▶ [Task] Where an image occurs, skip it and print the rest of the records verbatim.
Working data section start
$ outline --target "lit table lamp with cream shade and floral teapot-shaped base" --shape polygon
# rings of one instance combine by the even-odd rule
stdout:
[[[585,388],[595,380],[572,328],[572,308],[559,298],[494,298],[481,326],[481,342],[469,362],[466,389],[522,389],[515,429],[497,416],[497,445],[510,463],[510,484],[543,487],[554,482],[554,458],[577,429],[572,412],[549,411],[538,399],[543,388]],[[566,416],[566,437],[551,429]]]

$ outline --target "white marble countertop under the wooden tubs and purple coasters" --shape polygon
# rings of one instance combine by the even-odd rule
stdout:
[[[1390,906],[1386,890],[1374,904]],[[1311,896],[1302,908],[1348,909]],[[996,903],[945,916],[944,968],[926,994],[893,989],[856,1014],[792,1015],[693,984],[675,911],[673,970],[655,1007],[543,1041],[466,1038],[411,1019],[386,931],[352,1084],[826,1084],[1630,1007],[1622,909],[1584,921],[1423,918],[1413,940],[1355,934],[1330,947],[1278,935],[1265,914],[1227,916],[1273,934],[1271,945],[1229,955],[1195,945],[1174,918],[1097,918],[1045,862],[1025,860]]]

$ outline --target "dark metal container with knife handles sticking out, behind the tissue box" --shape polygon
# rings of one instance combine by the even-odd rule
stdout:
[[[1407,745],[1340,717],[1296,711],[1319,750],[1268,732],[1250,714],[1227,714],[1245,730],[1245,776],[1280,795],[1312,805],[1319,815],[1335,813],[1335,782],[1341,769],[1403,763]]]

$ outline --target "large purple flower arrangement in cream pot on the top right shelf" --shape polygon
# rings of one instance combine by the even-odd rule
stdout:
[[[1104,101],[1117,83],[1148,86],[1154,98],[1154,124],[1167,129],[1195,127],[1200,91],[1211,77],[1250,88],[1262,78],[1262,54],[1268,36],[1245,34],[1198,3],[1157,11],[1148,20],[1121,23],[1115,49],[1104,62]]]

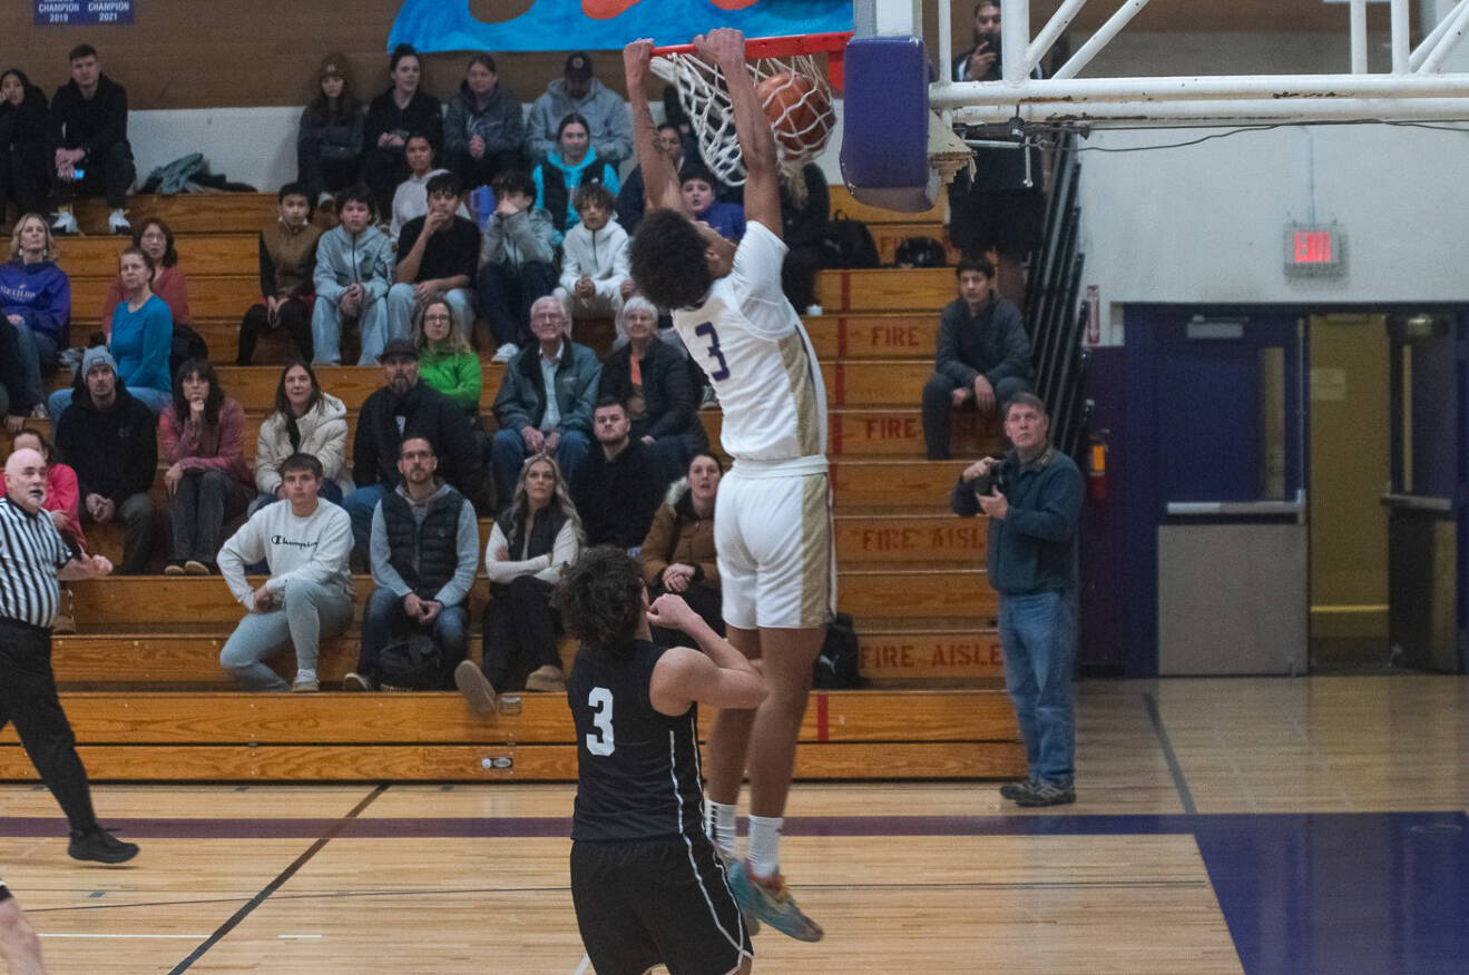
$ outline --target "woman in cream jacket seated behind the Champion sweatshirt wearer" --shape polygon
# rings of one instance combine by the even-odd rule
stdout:
[[[281,370],[275,410],[256,436],[256,496],[253,508],[285,498],[281,464],[292,454],[310,454],[322,465],[317,493],[342,502],[347,476],[347,405],[325,392],[316,371],[297,360]]]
Working data section end
▶ [Exercise result]
$ outline --target "lit table lamp with cream shade and floral teapot-shaped base" --shape polygon
# rings of one instance combine by the even-odd rule
stdout:
[[[585,388],[595,380],[572,328],[572,308],[559,298],[494,298],[481,326],[481,342],[469,362],[466,389],[522,389],[515,429],[497,416],[497,445],[510,463],[510,484],[543,487],[554,482],[554,458],[577,429],[572,412],[549,411],[538,399],[543,388]],[[566,416],[566,437],[551,429]]]

$ outline --target "white marble countertop under the wooden tubs and purple coasters" --shape polygon
# rings of one instance combine by the even-odd rule
stdout:
[[[1390,906],[1386,890],[1374,904]],[[1311,896],[1302,908],[1348,909]],[[996,903],[945,916],[944,968],[926,994],[893,989],[856,1014],[792,1015],[693,984],[675,911],[673,970],[655,1007],[543,1041],[466,1038],[411,1019],[386,931],[352,1084],[826,1084],[1630,1007],[1622,909],[1584,921],[1423,918],[1413,940],[1355,934],[1330,947],[1278,935],[1265,914],[1227,916],[1273,934],[1271,945],[1229,955],[1195,945],[1174,918],[1097,918],[1045,862],[1025,860]]]

$ outline --target "dark metal container with knife handles sticking out, behind the tissue box" --shape polygon
# rings of one instance combine by the even-odd rule
stdout:
[[[1407,745],[1340,717],[1296,711],[1319,750],[1268,732],[1250,714],[1227,714],[1245,730],[1245,776],[1280,795],[1312,805],[1319,815],[1335,813],[1335,782],[1341,769],[1403,763]]]

$ outline --target "large purple flower arrangement in cream pot on the top right shelf" --shape polygon
# rings of one instance combine by the even-odd rule
stdout:
[[[1104,101],[1117,83],[1148,86],[1154,98],[1154,124],[1167,129],[1195,127],[1200,91],[1211,77],[1250,88],[1262,78],[1262,54],[1268,36],[1245,34],[1198,3],[1157,11],[1148,20],[1121,23],[1115,49],[1104,62]]]

$ outline --target "woman in cream jacket seated behind the Champion sweatshirt wearer" --shape polygon
# rings of one instance combine by the even-odd rule
stdout:
[[[281,370],[275,410],[256,436],[256,496],[253,508],[285,498],[281,464],[292,454],[310,454],[322,465],[317,493],[342,502],[347,476],[347,405],[325,392],[316,371],[297,360]]]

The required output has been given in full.